▶ [Action item] Please write out every record exactly, but keep any images out of it.

▶ [Data records]
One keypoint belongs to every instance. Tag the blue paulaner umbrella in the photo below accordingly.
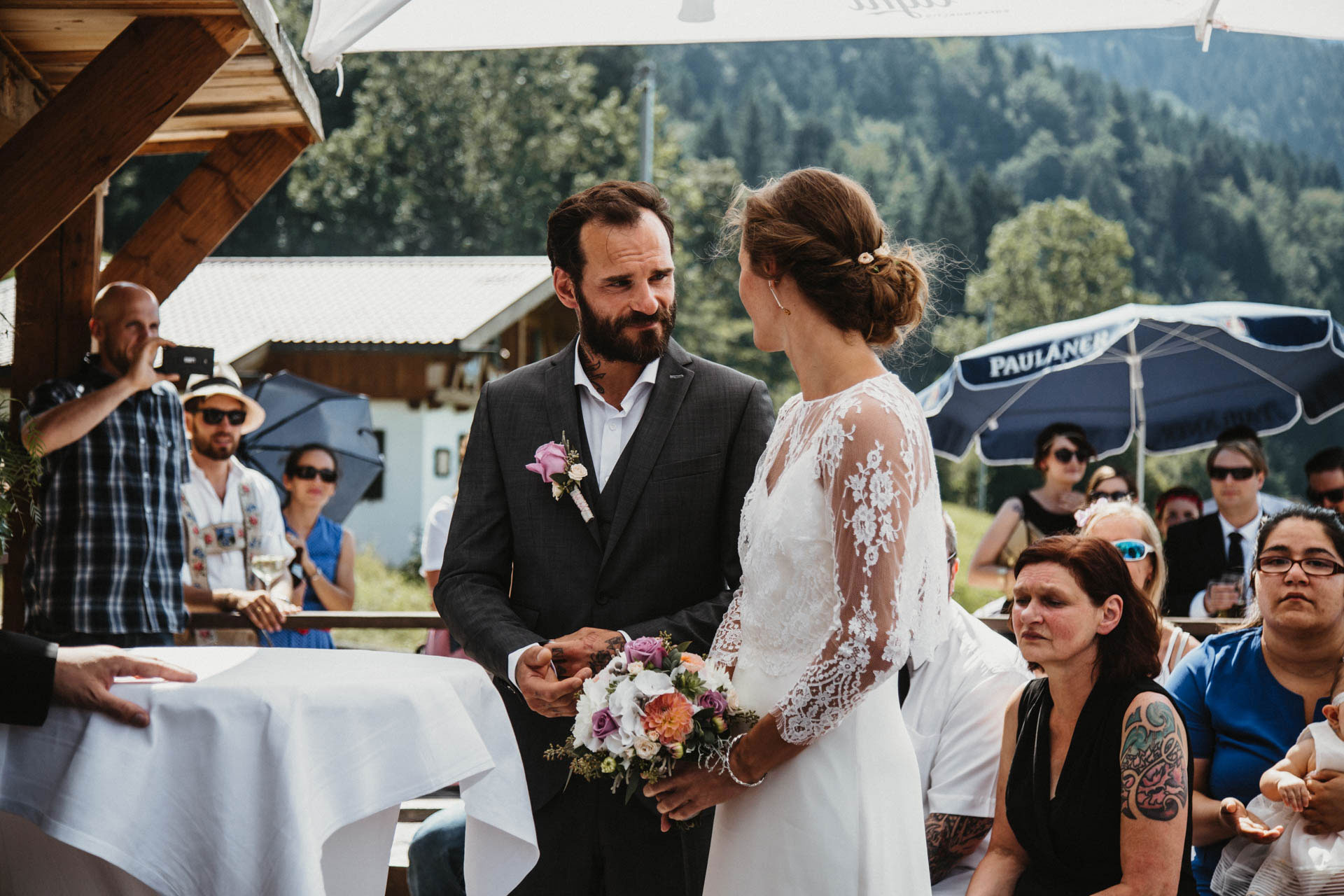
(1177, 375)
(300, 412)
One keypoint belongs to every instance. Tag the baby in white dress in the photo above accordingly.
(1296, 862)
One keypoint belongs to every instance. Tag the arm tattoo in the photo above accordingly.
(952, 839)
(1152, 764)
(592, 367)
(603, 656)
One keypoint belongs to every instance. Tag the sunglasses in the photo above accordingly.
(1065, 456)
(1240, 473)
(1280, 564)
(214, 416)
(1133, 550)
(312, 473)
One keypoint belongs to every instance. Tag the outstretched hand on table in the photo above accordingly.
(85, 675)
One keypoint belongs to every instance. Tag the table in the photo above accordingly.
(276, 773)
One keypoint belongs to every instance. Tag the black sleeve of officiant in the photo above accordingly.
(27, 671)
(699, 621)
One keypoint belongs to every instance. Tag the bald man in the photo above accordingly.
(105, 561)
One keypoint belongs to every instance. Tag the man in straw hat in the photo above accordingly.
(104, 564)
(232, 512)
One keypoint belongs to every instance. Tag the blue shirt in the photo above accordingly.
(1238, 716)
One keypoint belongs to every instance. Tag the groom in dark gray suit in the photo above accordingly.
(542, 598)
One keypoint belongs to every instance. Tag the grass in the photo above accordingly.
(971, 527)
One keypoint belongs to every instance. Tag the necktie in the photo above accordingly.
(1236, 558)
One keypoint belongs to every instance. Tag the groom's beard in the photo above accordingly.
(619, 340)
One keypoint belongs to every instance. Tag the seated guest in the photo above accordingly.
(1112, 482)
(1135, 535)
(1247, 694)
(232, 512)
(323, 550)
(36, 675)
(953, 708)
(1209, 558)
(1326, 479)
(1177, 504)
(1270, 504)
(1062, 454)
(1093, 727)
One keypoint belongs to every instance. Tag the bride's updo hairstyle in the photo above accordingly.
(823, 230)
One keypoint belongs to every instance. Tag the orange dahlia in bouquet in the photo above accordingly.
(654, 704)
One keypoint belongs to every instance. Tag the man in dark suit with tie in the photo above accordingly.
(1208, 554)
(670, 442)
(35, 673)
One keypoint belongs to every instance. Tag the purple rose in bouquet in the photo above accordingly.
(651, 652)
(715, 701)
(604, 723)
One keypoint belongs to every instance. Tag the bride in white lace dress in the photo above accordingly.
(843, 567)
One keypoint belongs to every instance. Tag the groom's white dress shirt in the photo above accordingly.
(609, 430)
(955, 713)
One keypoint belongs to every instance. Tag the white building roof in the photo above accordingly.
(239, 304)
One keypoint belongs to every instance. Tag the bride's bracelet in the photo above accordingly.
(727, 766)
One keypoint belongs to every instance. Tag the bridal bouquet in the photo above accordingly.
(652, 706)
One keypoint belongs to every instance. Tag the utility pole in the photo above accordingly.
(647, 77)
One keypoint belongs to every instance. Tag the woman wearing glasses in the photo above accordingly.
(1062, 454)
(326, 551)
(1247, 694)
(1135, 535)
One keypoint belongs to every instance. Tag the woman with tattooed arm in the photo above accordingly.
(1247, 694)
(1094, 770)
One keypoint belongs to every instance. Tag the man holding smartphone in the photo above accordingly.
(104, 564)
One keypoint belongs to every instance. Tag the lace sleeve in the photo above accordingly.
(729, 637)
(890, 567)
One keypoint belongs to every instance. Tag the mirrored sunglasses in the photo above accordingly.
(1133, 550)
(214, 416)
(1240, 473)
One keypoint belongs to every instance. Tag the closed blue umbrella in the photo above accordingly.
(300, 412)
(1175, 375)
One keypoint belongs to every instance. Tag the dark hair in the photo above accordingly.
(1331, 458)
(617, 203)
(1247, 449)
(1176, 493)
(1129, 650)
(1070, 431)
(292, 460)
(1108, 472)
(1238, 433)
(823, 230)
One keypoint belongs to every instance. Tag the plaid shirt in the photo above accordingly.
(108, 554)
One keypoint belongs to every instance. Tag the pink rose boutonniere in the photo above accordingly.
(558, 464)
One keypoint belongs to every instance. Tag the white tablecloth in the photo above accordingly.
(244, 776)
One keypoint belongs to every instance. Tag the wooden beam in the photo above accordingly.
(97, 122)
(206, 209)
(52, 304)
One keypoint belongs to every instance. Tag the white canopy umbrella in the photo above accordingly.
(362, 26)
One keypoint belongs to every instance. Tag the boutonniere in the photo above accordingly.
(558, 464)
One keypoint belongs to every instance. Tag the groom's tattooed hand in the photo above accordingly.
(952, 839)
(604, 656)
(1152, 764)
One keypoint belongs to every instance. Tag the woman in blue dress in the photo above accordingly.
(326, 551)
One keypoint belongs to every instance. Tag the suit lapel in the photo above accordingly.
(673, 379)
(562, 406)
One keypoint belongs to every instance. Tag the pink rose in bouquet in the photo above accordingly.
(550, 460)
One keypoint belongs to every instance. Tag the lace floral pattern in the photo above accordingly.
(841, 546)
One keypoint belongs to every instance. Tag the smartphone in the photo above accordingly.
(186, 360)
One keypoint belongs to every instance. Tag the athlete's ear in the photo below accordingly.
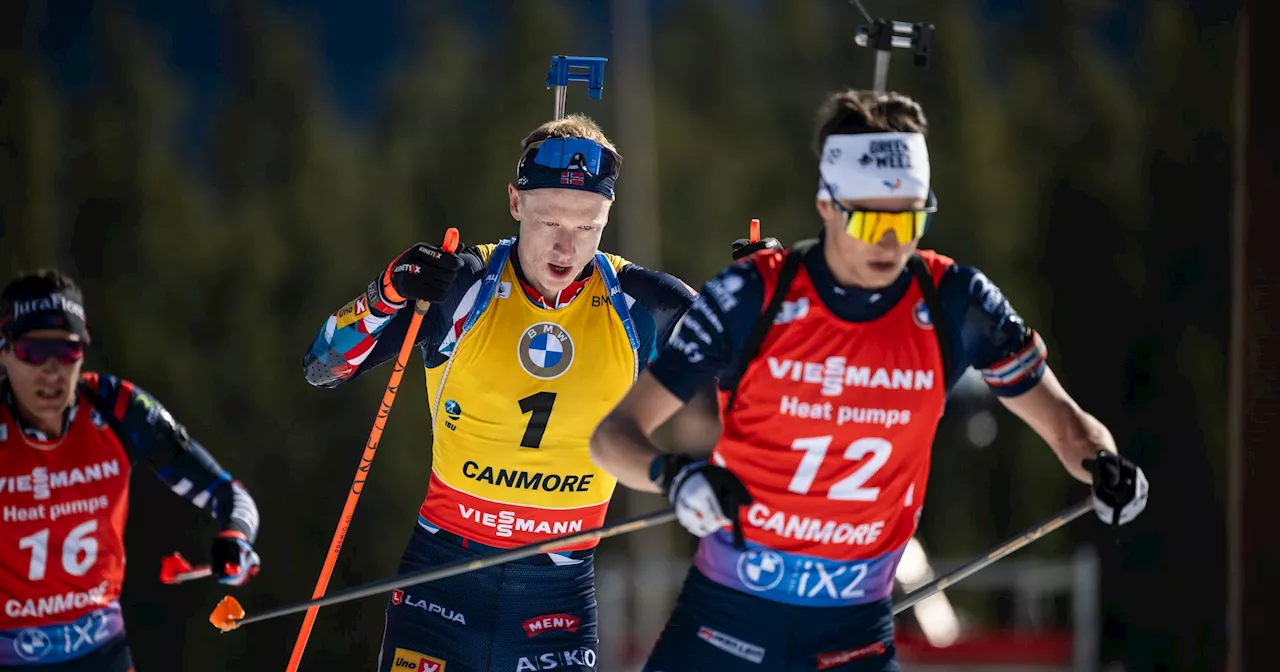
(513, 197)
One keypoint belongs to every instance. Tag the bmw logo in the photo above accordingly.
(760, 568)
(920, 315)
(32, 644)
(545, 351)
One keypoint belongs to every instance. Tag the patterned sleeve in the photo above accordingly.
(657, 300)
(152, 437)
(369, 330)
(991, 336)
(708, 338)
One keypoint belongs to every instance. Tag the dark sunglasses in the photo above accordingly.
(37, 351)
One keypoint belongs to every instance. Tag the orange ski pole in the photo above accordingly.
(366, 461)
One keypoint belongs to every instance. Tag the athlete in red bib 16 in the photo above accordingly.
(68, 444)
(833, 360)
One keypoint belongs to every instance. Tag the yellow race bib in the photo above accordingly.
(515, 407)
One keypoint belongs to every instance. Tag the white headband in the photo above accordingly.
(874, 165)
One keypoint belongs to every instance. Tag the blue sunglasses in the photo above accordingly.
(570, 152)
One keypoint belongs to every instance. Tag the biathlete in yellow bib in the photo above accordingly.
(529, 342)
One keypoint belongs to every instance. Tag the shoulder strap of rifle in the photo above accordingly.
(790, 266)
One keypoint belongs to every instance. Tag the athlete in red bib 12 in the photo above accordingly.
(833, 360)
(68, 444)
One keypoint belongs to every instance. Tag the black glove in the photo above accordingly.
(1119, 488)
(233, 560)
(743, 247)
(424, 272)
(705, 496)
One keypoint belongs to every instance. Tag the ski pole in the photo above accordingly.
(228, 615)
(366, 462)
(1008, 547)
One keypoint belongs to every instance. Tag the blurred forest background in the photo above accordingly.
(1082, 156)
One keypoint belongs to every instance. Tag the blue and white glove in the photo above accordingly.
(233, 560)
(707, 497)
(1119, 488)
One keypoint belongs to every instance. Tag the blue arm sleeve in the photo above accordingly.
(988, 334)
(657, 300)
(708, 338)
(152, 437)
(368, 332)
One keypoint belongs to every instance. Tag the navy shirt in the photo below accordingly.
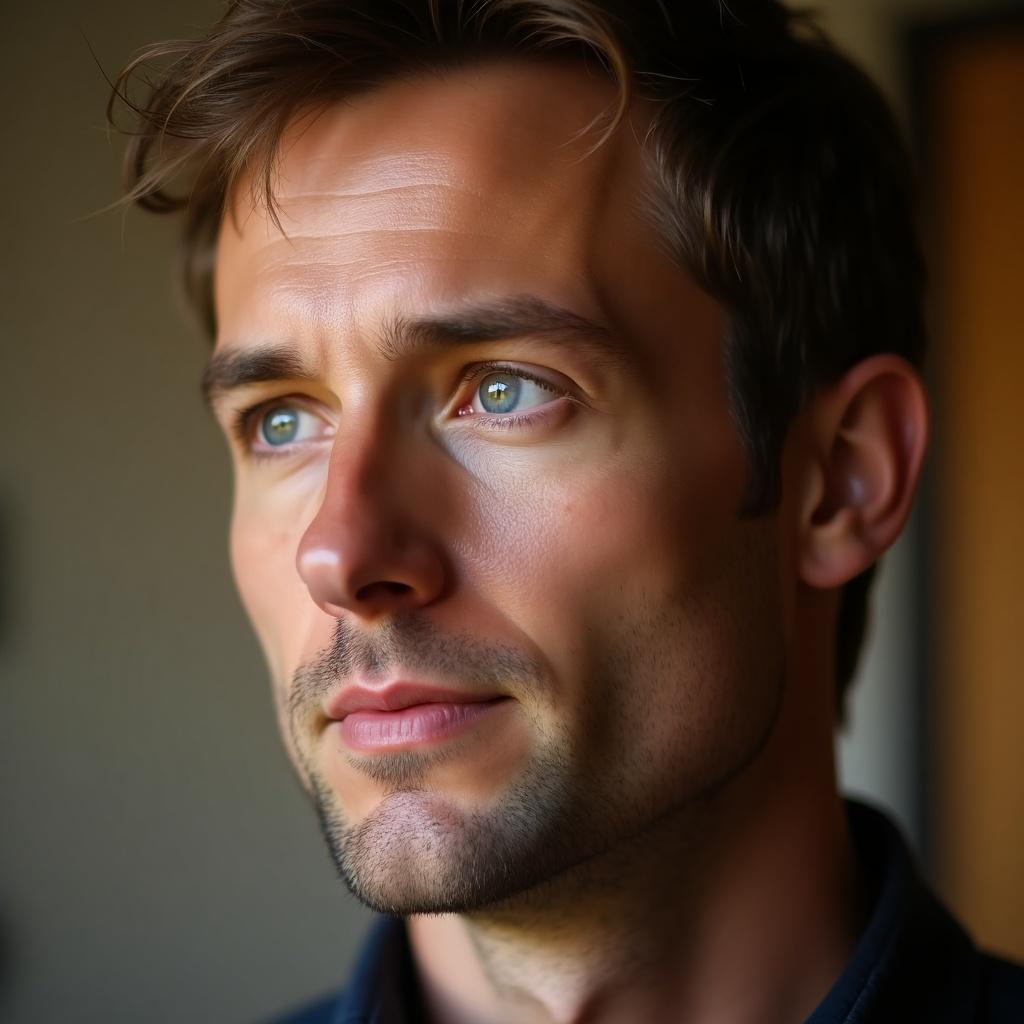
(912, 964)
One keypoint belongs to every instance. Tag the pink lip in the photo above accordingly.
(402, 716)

▶ [Result of this task]
One keypoint belongs to every instance. Tag the blue paulaner umbrella in the photo below accordingly.
(1177, 375)
(300, 412)
One keypoint belongs to every instance. Tag the baby in white dress in the photo above accordingly.
(1296, 862)
One keypoint belongs to every instance. Tag the arm tattoo in the photo above accordingly.
(952, 839)
(1152, 764)
(592, 367)
(603, 656)
One keypoint belongs to every instance. Tag the sunglasses in the photo above accordingly.
(1065, 456)
(1240, 473)
(1280, 564)
(214, 416)
(1133, 550)
(312, 473)
One keypoint belongs to every instance. Tag the outstretched hand on table in the photo above accordingly.
(85, 675)
One keypoint belongs to every instance. Tag the table in the photo above accordingly.
(276, 773)
One keypoint belongs to every instance. Tag the black sleeve of officiant in the photo above accordingly.
(27, 671)
(699, 621)
One keypoint belongs to every instance. Tag the bald man in the photo above accordingly.
(105, 561)
One keypoint belongs to every instance. Tag the man in straw hat in the photo above accordingly.
(104, 564)
(232, 512)
One keypoint belongs to every instance. Tag the blue shirt in the photo above accordingly.
(1238, 716)
One keypoint belongs to every instance. Tag the groom in dark gray suit in the photo above accordingly.
(542, 598)
One keypoint belongs to every instance. Tag the grass in the photo above accordingly.
(971, 527)
One keypoint belongs to every instance. Tag the necktie in the photo above accordingly.
(1236, 558)
One keypoint belongs to every instance. Tag the groom's beard in the photo above accordingly.
(619, 340)
One keypoint belongs to every instance. Tag the seated guest in the photo above accordingly.
(1112, 482)
(1135, 535)
(1247, 694)
(232, 512)
(323, 550)
(36, 675)
(953, 708)
(1209, 558)
(1326, 479)
(1177, 504)
(1270, 504)
(1062, 454)
(1093, 727)
One keypoint belongs to every instance. Tag the bride's updo hairstyle in the photo above accordingly.
(823, 230)
One keypoint belongs to every instance. Tag the orange dahlia in bouquet in the photo above accordingly.
(654, 704)
One keypoint belongs to every instance. Tag the man in dark suit with tie in the photo above accordingly.
(1208, 554)
(670, 442)
(35, 673)
One keypoint belongs to every instance. Tag the purple rose in bouquet in the photo above accordingly.
(651, 652)
(715, 701)
(604, 723)
One keypoint belongs to every instance. Tag the bride in white lace dress in the photo above accordingly.
(843, 567)
One keypoint belongs to every instance. Tag the groom's white dress shirt in the photo above accordingly.
(609, 430)
(955, 713)
One keypoint belongs to every instance. Tag the white building roof in the photo above accordingly.
(239, 304)
One keypoint belongs to every instance. Tag the bride's bracelet in the photo above accordingly.
(727, 766)
One keypoint belongs to every instance. Tag the bridal bouquet in the photo above accordingly.
(652, 706)
One keypoint belongs to every instance. Tag the utility pole in the photo above accordingly.
(647, 77)
One keypoint belongs to every instance. Tag the woman wearing glasses in the photo above accordingly.
(1062, 454)
(326, 551)
(1247, 694)
(1135, 535)
One keypoint belongs to every instance. Tag the woman with tattooed arm in the photo above accordingly.
(1247, 694)
(1094, 770)
One keypoint belongs to every instance. Tag the man holding smartphone in the photo above accordingly.
(104, 564)
One keypoint belongs to every instance. Tag the lace sleeve in the photo above accordingly.
(729, 637)
(890, 567)
One keypoint belongs to every instance. Tag the mirrored sunglasses in the photo above accordingly.
(1133, 550)
(214, 416)
(1240, 473)
One keypoint belongs to every instance. Tag the closed blue umbrella in the photo above accordingly.
(300, 412)
(1175, 375)
One keypoint belongs to every instance. Tag the dark hair in the photo above accordingly.
(1331, 458)
(617, 203)
(1247, 449)
(1176, 493)
(1129, 650)
(1070, 431)
(292, 460)
(1108, 472)
(1238, 433)
(823, 230)
One keypoint belongs to every instance. Tag the plaid shirt in the photo above accordingly.
(108, 554)
One keypoint belongs to every instance. Tag the pink rose boutonniere in the photo above accordingly.
(558, 464)
One keypoint belongs to every instance. Tag the white tablecloth in the photo above accordingly.
(244, 776)
One keypoint belongs to every instance. Tag the wooden beam in the photo above accordingly.
(97, 122)
(206, 209)
(52, 304)
One keypoint belongs to every instance. Tag the white canopy umbrella in the photo above accordingly.
(362, 26)
One keypoint belongs to every instance. Tag the boutonniere in the photo above accordingly.
(558, 464)
One keypoint belongs to every instance. Tag the groom's tattooed hand in the photo above accordingly.
(952, 839)
(604, 656)
(1152, 764)
One keypoint belongs to every instance. Tag the woman in blue dress in the photo above accordingly.
(326, 551)
One keypoint belongs to every instance. Tag the suit lapel in the photo above accordingly.
(673, 379)
(562, 406)
One keypoint belongs to every instance. Tag the pink rose in bouquet in the photo above accordingly.
(550, 460)
One keypoint belongs to every instance. Tag the lace floral pattern in the photo above accordingly.
(841, 546)
One keypoint belongs to every instance. Tag the smartphone in the photo above accordingly.
(186, 360)
One keypoint belongs to every instance. Tag the athlete's ear in the photo below accordingly.
(513, 197)
One keypoint belongs to every instance. Tag the bmw logo in the photo above accordingly.
(760, 568)
(920, 315)
(32, 644)
(545, 351)
One keypoint belongs to every instance. Tag the patterned sleeve in the photo above accordingly.
(657, 300)
(152, 437)
(369, 330)
(991, 336)
(708, 338)
One keypoint belongs to every instance. Tag the dark sunglasses in the photo above accordingly.
(37, 351)
One keypoint belongs to every instance. Tag the orange ski pole in the photo above accordingly.
(366, 461)
One keypoint belongs to every instance. Tag the athlete in red bib 16 in the photo above accordingly.
(68, 444)
(833, 360)
One keypoint belongs to every instance. Tag the yellow race bib in the photo above accordingly.
(515, 407)
One keypoint belongs to every instance. Tag the white headband in the photo above accordingly.
(874, 165)
One keypoint belongs to every instance. Tag the blue sunglasses in the photo above accordingly.
(570, 152)
One keypoint belongs to every instance. Tag the biathlete in yellow bib in the photo above accordingly.
(529, 342)
One keypoint belongs to every instance. Tag the shoulder strap of rifle in the photo above accordingly.
(790, 266)
One keypoint belongs to every instance. Tag the athlete in red bib 12 in the photo above accordingly.
(833, 360)
(68, 444)
One keypoint belongs to every instance. Tag the black glove in the photo above accordingly.
(1119, 488)
(233, 560)
(743, 247)
(424, 272)
(705, 496)
One keypoint belongs to every instance. Tag the ski pole in the photo above accordingly.
(228, 615)
(366, 462)
(1008, 547)
One keypoint belongs to every instance. Tag the blurred forest background in the photo above accordingly.
(1082, 156)
One keypoint belongs to every instance. Tag the blue and white glove in the photo above accordingly.
(233, 560)
(707, 497)
(1119, 488)
One keypoint belongs to every instance. Tag the blue arm sleeve in the photo above accordingly.
(988, 334)
(657, 300)
(708, 338)
(152, 437)
(368, 332)
One keypoint belongs to every instance. Tag the navy shirt in the photo below accordingly.
(912, 964)
One keypoint belongs to every instance. Tag the pink lip in the photo above accordingly.
(402, 716)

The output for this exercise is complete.